Point-per-instance localization data
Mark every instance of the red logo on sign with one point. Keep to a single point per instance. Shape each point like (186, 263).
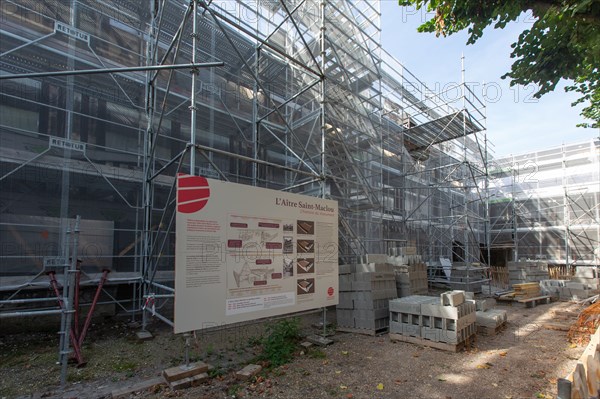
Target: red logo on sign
(192, 193)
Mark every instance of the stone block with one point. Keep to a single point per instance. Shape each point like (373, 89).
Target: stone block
(374, 268)
(347, 269)
(180, 372)
(375, 258)
(452, 298)
(247, 372)
(586, 272)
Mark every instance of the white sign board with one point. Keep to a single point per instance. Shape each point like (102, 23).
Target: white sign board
(243, 253)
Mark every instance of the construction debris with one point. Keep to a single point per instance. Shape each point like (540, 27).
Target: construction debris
(365, 291)
(410, 271)
(431, 321)
(527, 271)
(587, 323)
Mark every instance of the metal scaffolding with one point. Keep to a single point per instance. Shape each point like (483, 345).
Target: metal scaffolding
(545, 205)
(305, 101)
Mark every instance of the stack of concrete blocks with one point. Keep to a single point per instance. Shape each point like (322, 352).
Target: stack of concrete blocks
(448, 319)
(487, 319)
(583, 285)
(467, 277)
(365, 291)
(410, 271)
(530, 271)
(553, 288)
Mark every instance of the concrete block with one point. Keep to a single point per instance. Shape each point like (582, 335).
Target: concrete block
(180, 372)
(452, 298)
(345, 282)
(367, 314)
(347, 269)
(485, 304)
(144, 335)
(372, 324)
(410, 304)
(448, 312)
(189, 382)
(413, 330)
(247, 372)
(127, 391)
(375, 258)
(345, 301)
(371, 305)
(374, 276)
(378, 285)
(448, 336)
(576, 286)
(374, 268)
(344, 318)
(306, 344)
(492, 318)
(586, 271)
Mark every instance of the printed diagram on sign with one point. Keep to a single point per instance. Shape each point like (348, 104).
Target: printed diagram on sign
(288, 245)
(288, 227)
(306, 227)
(288, 267)
(306, 286)
(258, 236)
(306, 246)
(251, 277)
(306, 265)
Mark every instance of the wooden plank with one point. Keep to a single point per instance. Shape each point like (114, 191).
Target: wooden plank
(129, 389)
(363, 331)
(557, 326)
(537, 298)
(488, 331)
(433, 344)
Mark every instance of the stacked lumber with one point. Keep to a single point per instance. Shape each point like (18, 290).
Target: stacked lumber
(526, 291)
(584, 381)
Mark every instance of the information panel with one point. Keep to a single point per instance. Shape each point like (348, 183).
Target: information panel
(244, 253)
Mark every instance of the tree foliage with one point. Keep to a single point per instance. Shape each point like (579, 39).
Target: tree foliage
(562, 42)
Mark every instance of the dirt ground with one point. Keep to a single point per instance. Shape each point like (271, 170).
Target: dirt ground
(522, 361)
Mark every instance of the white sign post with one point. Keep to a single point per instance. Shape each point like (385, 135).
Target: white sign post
(244, 253)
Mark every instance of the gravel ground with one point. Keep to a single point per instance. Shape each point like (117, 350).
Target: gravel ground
(523, 361)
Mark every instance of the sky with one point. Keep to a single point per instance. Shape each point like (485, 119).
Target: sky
(516, 122)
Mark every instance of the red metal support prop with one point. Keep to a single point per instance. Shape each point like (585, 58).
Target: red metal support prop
(74, 341)
(88, 319)
(76, 299)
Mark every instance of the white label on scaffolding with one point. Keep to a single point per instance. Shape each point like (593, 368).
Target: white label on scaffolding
(55, 262)
(71, 31)
(244, 253)
(67, 144)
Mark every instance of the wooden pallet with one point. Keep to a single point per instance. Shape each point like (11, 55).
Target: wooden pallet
(526, 290)
(483, 330)
(533, 302)
(434, 344)
(364, 331)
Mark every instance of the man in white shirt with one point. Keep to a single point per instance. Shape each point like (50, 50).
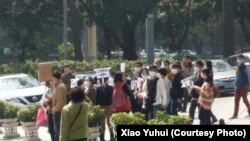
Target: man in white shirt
(163, 89)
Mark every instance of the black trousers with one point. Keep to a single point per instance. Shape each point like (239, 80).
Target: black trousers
(193, 105)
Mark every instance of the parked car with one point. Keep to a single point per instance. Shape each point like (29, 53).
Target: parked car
(79, 75)
(20, 89)
(157, 53)
(117, 53)
(184, 52)
(232, 60)
(224, 76)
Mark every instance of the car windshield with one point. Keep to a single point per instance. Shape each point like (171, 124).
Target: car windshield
(18, 83)
(221, 66)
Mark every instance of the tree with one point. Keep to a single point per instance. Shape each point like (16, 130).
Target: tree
(76, 24)
(243, 14)
(26, 21)
(118, 20)
(175, 17)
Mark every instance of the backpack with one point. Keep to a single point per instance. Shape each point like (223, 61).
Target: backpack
(216, 92)
(121, 102)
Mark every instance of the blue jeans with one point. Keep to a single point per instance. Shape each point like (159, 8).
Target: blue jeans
(205, 116)
(152, 112)
(51, 126)
(57, 121)
(172, 107)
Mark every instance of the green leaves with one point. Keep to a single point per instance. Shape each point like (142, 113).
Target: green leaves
(2, 107)
(10, 111)
(128, 119)
(96, 116)
(163, 119)
(28, 114)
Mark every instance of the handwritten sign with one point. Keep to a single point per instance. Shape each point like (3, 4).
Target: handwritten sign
(102, 72)
(74, 82)
(123, 67)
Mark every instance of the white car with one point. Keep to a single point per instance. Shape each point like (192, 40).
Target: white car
(232, 60)
(157, 53)
(224, 76)
(21, 89)
(92, 74)
(183, 52)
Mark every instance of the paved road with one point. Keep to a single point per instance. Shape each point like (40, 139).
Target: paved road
(222, 108)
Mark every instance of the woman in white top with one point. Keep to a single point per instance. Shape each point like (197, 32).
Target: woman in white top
(163, 88)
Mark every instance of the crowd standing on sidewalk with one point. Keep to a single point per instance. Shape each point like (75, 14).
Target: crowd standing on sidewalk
(149, 89)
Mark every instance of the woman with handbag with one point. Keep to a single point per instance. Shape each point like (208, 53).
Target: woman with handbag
(74, 120)
(47, 103)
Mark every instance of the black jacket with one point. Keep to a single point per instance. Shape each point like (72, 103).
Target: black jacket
(104, 96)
(198, 81)
(176, 92)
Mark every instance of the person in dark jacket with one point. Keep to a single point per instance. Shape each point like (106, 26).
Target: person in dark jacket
(150, 88)
(197, 81)
(209, 66)
(136, 80)
(119, 80)
(241, 86)
(104, 99)
(176, 92)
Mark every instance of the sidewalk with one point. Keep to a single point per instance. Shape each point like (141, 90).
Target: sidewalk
(222, 108)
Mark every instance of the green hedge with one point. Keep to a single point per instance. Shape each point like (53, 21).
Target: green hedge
(31, 68)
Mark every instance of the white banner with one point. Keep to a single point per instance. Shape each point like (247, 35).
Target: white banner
(102, 72)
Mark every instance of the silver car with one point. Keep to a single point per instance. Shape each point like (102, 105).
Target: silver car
(21, 89)
(224, 76)
(79, 75)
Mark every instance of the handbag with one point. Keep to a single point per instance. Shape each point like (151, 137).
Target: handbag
(76, 116)
(41, 119)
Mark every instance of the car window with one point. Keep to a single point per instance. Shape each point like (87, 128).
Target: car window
(18, 83)
(232, 61)
(221, 66)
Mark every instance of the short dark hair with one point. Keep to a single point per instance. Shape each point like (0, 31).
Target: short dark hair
(138, 63)
(66, 66)
(176, 65)
(167, 61)
(199, 63)
(57, 75)
(118, 77)
(186, 56)
(241, 56)
(77, 95)
(163, 71)
(90, 79)
(152, 67)
(80, 82)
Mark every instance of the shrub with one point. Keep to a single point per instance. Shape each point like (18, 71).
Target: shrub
(96, 116)
(180, 120)
(28, 114)
(128, 119)
(10, 111)
(2, 107)
(163, 119)
(31, 67)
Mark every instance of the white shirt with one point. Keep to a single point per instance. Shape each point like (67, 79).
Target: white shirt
(163, 91)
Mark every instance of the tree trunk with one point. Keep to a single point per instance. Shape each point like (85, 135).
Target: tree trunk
(129, 51)
(23, 54)
(76, 30)
(228, 28)
(107, 43)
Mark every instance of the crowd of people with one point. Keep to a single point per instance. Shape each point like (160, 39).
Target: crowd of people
(148, 90)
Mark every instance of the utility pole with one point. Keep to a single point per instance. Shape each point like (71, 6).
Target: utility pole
(65, 28)
(150, 38)
(228, 28)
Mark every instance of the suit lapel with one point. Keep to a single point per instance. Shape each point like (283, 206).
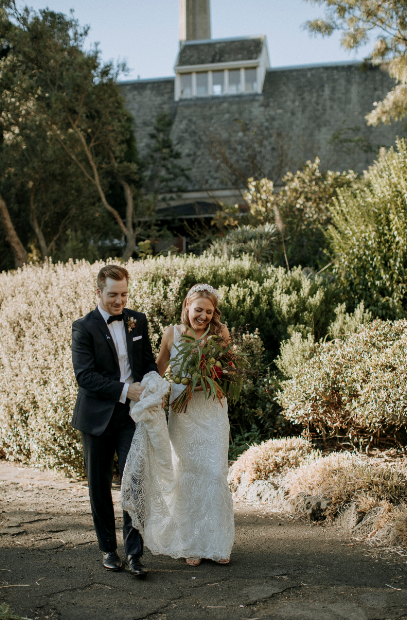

• REQUIREMENT:
Could you reproduce exactly, and only, the lines from the start of the records through the line containing "Mark every instance of the stone", leaving out the pictures?

• TASK SOLUTION:
Mark every instance of the red logo on sign with one point. Keep to a single point per instance. Shape each point like (186, 263).
Target: red logo on sign
(192, 193)
Mark every instance of the stone block with one point. Keep to a single point per instance. Shape each point like (373, 89).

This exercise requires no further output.